Exercise directions –
Write down every entry below once more, exactly.

+++ Supplied material +++

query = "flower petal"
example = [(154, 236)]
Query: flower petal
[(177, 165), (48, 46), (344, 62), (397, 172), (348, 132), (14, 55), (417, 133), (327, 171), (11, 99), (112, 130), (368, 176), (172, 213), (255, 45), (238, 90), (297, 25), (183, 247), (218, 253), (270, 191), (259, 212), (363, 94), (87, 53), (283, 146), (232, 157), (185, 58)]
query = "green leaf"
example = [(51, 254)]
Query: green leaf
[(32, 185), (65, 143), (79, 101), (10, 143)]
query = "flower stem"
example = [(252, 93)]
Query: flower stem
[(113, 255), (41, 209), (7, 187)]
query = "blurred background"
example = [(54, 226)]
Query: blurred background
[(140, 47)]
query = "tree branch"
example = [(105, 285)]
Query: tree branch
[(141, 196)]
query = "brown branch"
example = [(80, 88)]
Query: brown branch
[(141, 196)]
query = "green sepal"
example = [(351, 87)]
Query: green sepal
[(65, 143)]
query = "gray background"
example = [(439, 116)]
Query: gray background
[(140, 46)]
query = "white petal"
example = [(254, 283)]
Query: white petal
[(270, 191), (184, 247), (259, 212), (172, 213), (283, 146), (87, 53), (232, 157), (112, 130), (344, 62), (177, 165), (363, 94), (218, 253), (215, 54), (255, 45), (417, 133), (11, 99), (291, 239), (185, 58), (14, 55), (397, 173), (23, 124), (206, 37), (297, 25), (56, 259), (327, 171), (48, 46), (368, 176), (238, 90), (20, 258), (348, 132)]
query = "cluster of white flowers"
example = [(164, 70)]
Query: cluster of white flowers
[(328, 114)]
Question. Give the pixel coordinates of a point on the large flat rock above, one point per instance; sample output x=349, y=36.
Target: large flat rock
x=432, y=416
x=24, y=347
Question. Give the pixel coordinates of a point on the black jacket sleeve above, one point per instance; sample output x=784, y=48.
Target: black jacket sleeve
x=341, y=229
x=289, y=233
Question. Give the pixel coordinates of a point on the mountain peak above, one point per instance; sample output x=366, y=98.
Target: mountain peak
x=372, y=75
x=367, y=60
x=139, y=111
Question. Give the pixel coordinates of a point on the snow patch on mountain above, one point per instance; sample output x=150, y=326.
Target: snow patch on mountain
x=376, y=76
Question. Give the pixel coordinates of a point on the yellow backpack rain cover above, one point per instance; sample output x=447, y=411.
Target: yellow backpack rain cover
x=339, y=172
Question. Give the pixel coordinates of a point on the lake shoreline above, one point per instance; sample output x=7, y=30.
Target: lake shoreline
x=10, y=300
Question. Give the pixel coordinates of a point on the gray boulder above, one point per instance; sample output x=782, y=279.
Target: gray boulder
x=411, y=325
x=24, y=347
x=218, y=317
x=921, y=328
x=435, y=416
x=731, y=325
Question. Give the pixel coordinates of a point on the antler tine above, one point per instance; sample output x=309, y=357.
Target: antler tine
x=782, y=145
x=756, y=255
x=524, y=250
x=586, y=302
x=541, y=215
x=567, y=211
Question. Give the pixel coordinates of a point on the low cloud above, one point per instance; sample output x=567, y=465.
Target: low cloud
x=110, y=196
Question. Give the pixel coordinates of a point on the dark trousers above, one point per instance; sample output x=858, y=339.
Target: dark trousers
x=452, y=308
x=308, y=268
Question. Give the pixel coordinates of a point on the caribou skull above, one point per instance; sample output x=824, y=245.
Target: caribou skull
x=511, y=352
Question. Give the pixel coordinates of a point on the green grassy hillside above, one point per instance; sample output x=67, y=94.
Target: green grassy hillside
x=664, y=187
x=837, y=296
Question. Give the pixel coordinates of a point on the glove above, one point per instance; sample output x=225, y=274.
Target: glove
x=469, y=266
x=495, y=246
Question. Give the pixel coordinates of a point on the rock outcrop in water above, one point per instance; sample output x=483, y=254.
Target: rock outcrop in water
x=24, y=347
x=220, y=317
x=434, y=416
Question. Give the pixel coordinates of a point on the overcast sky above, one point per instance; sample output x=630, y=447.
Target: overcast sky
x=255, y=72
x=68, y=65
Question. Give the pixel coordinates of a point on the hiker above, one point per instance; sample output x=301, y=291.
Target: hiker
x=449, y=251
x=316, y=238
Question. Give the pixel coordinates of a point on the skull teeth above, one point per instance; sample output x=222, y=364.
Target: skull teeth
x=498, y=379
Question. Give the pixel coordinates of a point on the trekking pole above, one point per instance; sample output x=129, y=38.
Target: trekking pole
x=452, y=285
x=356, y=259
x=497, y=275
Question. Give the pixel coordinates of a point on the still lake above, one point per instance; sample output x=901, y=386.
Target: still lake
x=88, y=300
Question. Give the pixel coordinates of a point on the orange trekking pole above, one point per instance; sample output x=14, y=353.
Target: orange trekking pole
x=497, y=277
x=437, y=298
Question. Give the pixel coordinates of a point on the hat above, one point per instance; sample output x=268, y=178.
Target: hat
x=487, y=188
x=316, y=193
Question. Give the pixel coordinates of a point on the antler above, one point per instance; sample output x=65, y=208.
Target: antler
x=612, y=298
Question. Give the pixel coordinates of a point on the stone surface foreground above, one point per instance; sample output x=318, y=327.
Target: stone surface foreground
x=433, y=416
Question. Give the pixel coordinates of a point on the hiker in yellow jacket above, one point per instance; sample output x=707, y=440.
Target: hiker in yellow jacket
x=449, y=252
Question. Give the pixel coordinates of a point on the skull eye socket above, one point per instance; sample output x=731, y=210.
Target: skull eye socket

+++

Completed task –
query = "flower petal"
example = [(154, 236)]
Query: flower petal
[(177, 165), (48, 46), (344, 62), (397, 172), (348, 132), (14, 55), (417, 133), (327, 171), (11, 99), (112, 130), (368, 176), (172, 213), (255, 45), (238, 90), (297, 25), (183, 247), (218, 253), (270, 191), (259, 212), (363, 94), (87, 53), (283, 146), (232, 157), (185, 58)]
query = "green leaf"
example = [(51, 254)]
Query: green leaf
[(32, 185), (65, 143), (79, 101), (10, 143)]
query = "flower stem"
example = [(252, 93)]
Query: flower stem
[(113, 255), (41, 209), (7, 187)]
query = "blurred background"
example = [(54, 226)]
Query: blurred background
[(140, 47)]
query = "tree branch"
example = [(105, 285)]
Query: tree branch
[(141, 196)]
query = "brown branch"
example = [(80, 88)]
Query: brown branch
[(141, 196)]
query = "green sepal"
example = [(351, 87)]
Query: green sepal
[(65, 143)]
query = "gray background"
example = [(439, 116)]
Query: gray background
[(140, 46)]
query = "white petal"
example = [(254, 283)]
Query: white petal
[(270, 191), (184, 247), (259, 212), (172, 213), (283, 146), (87, 53), (232, 157), (112, 130), (344, 62), (177, 165), (363, 94), (218, 253), (215, 54), (255, 45), (417, 133), (11, 99), (291, 239), (185, 58), (14, 55), (397, 173), (23, 124), (206, 37), (297, 25), (56, 259), (327, 171), (48, 46), (368, 176), (238, 90), (20, 258), (348, 132)]
query = "cluster of white flowers"
example = [(164, 70)]
Query: cluster of white flowers
[(328, 114)]
Question. Give the pixel coordinates of a point on the large flat rock above, one point per instance; sample output x=349, y=36.
Target: large flat rock
x=432, y=416
x=24, y=347
Question. Give the pixel coordinates of a point on the black jacket sleeve above, one point per instance; sample output x=784, y=48.
Target: black jacket sleeve
x=341, y=229
x=289, y=233
Question. Give the pixel coordinates of a point on the mountain peak above, one point per instance; sample output x=366, y=98.
Target: mountain peak
x=372, y=75
x=367, y=60
x=139, y=111
Question. Give the pixel coordinates of a point on the snow patch on mountain above, one point per instance; sample output x=150, y=326.
Target: snow patch on mountain
x=376, y=76
Question. Give the pixel coordinates of a point on the yellow backpack rain cover above, one point per instance; sample output x=447, y=411.
Target: yellow backpack rain cover
x=339, y=172
Question. Give the pixel coordinates of a point on the lake shoreline above, one point per instance; sample output x=7, y=30.
Target: lake shoreline
x=10, y=300
Question. Give the pixel coordinates of a point on the gray boulder above, one point per instance; sample output x=782, y=279.
Target: gray boulder
x=411, y=325
x=24, y=347
x=218, y=317
x=921, y=328
x=435, y=416
x=731, y=325
Question. Give the pixel coordinates of a point on the antler tine above, one point per instance; sample output x=309, y=357.
Target: antler tine
x=782, y=145
x=756, y=255
x=524, y=250
x=586, y=302
x=541, y=215
x=567, y=211
Question. Give the pixel coordinates of a point on the low cloud above, one point per instance; sample output x=567, y=465.
Target: low cloud
x=110, y=196
Question. Give the pixel coordinates of a point on the dark trousers above, one point per instance; sample output x=858, y=339.
Target: dark trousers
x=452, y=308
x=308, y=268
Question. Give the pixel coordinates of a point on the caribou skull above, one point per instance; sample output x=824, y=245.
Target: caribou skull
x=511, y=352
Question. Give the pixel coordinates of a point on the green grassy hillside above, one point per instance; sample output x=67, y=94.
Target: green grassy hillside
x=664, y=187
x=837, y=296
Question. Give the pixel coordinates of a point on the glove above, one point per instance; sample output x=225, y=274.
Target: glove
x=469, y=266
x=495, y=246
Question. Give the pixel coordinates of a point on the rock outcrop in water above, one point per instance; sample output x=483, y=254.
Target: rock outcrop in water
x=24, y=347
x=220, y=317
x=434, y=416
Question. Give the pixel coordinates of a point on the overcast sky above, one point per instance; sample output x=630, y=447.
Target: overcast sky
x=255, y=72
x=68, y=65
Question. Give the pixel coordinates of a point on the hiker above, one point per instance; sample output x=301, y=291.
Target: hiker
x=449, y=251
x=316, y=238
Question. Give the pixel coordinates of a point on the skull teeth above, one point per instance; sample output x=222, y=364.
Target: skull teeth
x=498, y=379
Question. Give the pixel coordinates of a point on the trekking pole above, one point per instance; sample output x=129, y=38.
Target: trekking pole
x=452, y=285
x=356, y=259
x=497, y=275
Question. Give the pixel coordinates of a point on the still lake above, one point per instance; sample output x=901, y=386.
Target: still lake
x=88, y=300
Question. Give the pixel coordinates of a point on the orange trekking pole above, one point per instance; sample output x=14, y=353.
Target: orange trekking pole
x=497, y=277
x=437, y=298
Question. Give the pixel coordinates of a point on the hat above, one point per instance; sample output x=268, y=178.
Target: hat
x=487, y=188
x=316, y=193
Question. Give the pixel coordinates of a point on the antler above, one point per instance; sample output x=65, y=208.
Target: antler
x=612, y=298
Question. Give the pixel coordinates of a point on the stone surface foreground above, one point per instance; sample output x=318, y=327.
Target: stone surface foreground
x=433, y=416
Question. Give the pixel coordinates of a point on the hiker in yellow jacket above, one point per instance; sample output x=707, y=440.
Target: hiker in yellow jacket
x=449, y=252
Question. Give the pixel coordinates of a point on the skull eye socket above, one point per instance; sample output x=731, y=210.
Target: skull eye socket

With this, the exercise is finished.